**Task details**
Starting with the line that contains "Target: overcast white sky" and going on through the last of the lines below, write those lines out again, adding 14 to every number in the point coordinates. Leave the pictures out.

-- start Data provided --

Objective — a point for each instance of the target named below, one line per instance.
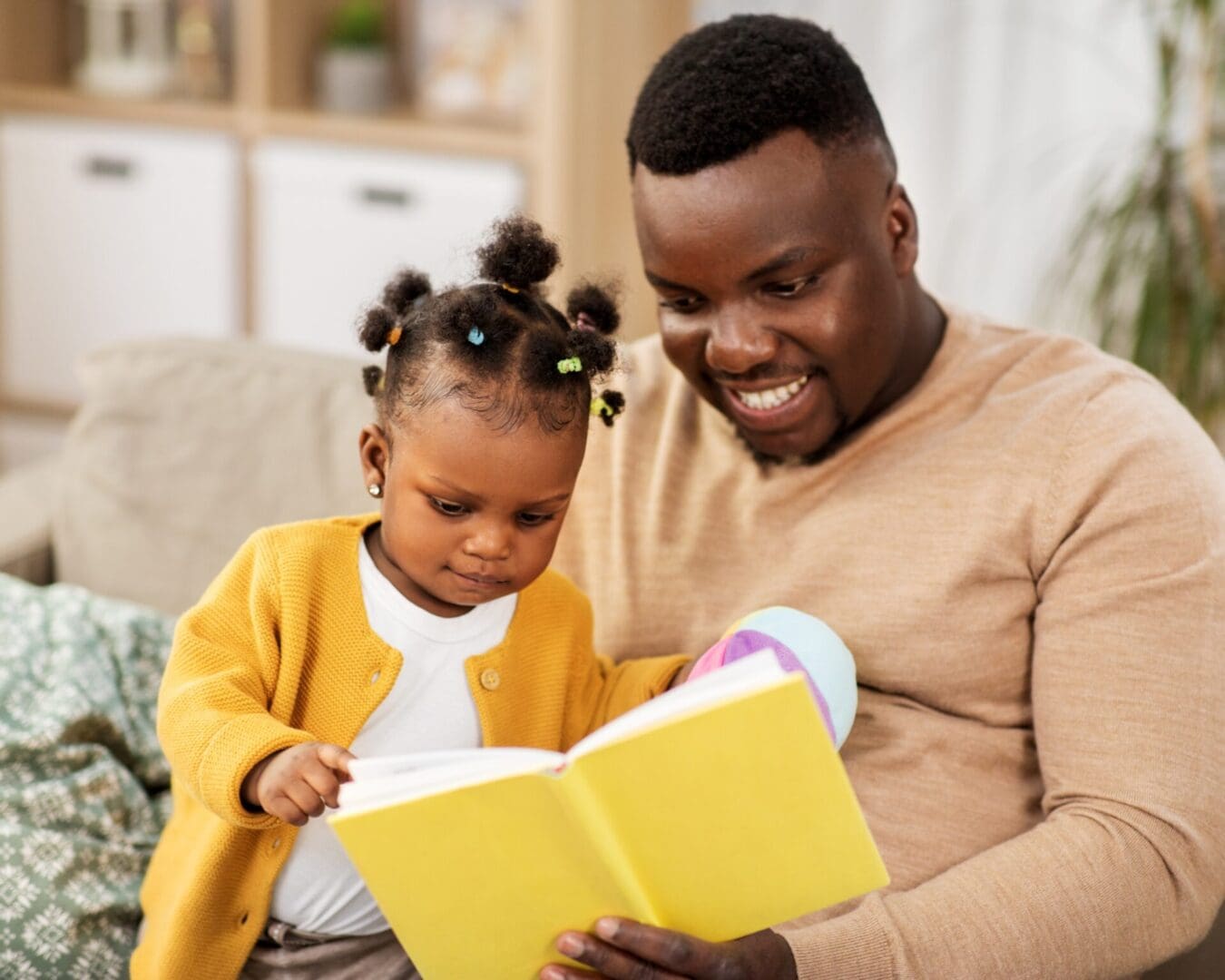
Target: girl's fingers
(336, 757)
(322, 780)
(304, 797)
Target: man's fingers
(612, 962)
(338, 759)
(676, 951)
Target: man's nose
(739, 340)
(489, 542)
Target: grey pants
(287, 953)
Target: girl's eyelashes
(447, 508)
(532, 520)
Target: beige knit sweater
(1026, 557)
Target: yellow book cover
(718, 808)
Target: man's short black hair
(728, 87)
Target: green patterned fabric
(83, 781)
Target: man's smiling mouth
(763, 401)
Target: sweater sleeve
(213, 720)
(1127, 867)
(601, 690)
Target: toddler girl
(434, 623)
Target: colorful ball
(800, 642)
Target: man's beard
(765, 459)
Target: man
(1021, 539)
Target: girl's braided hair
(497, 345)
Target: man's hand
(296, 783)
(623, 949)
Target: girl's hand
(296, 783)
(623, 949)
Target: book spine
(593, 815)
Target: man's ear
(375, 452)
(902, 227)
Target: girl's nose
(739, 340)
(490, 542)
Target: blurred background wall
(256, 168)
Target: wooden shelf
(63, 101)
(401, 130)
(588, 59)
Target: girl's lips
(762, 416)
(480, 581)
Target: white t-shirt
(430, 707)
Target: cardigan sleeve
(213, 720)
(601, 690)
(1127, 867)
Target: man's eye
(534, 520)
(790, 288)
(680, 304)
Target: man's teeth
(770, 397)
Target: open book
(717, 808)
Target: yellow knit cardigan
(279, 652)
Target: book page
(378, 780)
(738, 679)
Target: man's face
(779, 279)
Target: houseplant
(1152, 255)
(353, 73)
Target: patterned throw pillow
(83, 780)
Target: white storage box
(335, 223)
(111, 233)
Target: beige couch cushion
(184, 447)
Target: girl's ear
(374, 450)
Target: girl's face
(469, 514)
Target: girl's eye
(534, 520)
(447, 507)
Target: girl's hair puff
(497, 345)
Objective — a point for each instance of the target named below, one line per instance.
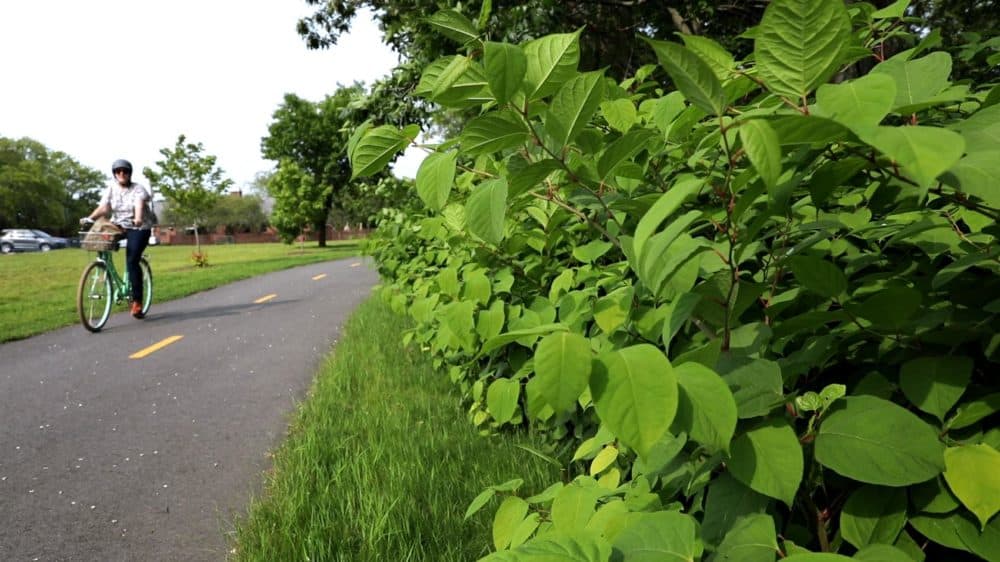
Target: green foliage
(43, 188)
(190, 181)
(760, 306)
(314, 183)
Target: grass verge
(38, 290)
(381, 462)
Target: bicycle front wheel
(94, 297)
(147, 285)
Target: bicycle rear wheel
(147, 285)
(94, 297)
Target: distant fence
(171, 237)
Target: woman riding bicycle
(127, 204)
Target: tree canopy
(189, 180)
(43, 188)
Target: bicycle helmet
(119, 164)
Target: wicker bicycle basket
(102, 236)
(98, 241)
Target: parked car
(29, 240)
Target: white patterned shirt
(123, 201)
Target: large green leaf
(819, 276)
(486, 210)
(620, 114)
(635, 393)
(973, 474)
(527, 178)
(975, 175)
(934, 384)
(706, 409)
(453, 25)
(812, 130)
(859, 104)
(981, 130)
(975, 410)
(623, 150)
(505, 67)
(890, 308)
(508, 517)
(923, 153)
(917, 81)
(573, 506)
(563, 364)
(876, 441)
(678, 313)
(761, 145)
(752, 539)
(717, 57)
(501, 399)
(757, 388)
(557, 547)
(573, 106)
(663, 536)
(873, 514)
(612, 311)
(493, 132)
(727, 501)
(551, 61)
(769, 459)
(517, 334)
(376, 148)
(882, 552)
(799, 45)
(666, 205)
(816, 557)
(958, 530)
(435, 178)
(692, 76)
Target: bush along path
(380, 462)
(760, 305)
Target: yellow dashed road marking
(154, 347)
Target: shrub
(755, 314)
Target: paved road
(104, 457)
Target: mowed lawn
(38, 290)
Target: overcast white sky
(109, 79)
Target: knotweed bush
(759, 306)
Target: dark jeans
(135, 245)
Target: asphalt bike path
(141, 442)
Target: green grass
(381, 462)
(38, 290)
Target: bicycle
(101, 285)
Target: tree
(44, 189)
(610, 26)
(239, 213)
(313, 137)
(190, 181)
(296, 203)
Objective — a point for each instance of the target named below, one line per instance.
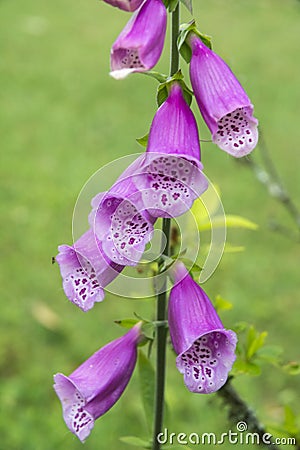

-- end Data provided --

**Completed task**
Target: overcast white sky
(123, 93)
Target: knotweed bush
(773, 320)
Target: dark jeans
(149, 259)
Target: asphalt bike path
(155, 456)
Target: green grass
(395, 476)
(52, 304)
Target: bicycle
(115, 299)
Target: tree
(58, 203)
(624, 40)
(253, 227)
(327, 151)
(204, 195)
(310, 217)
Objective — a point for each instance of the target named below, one line per instance.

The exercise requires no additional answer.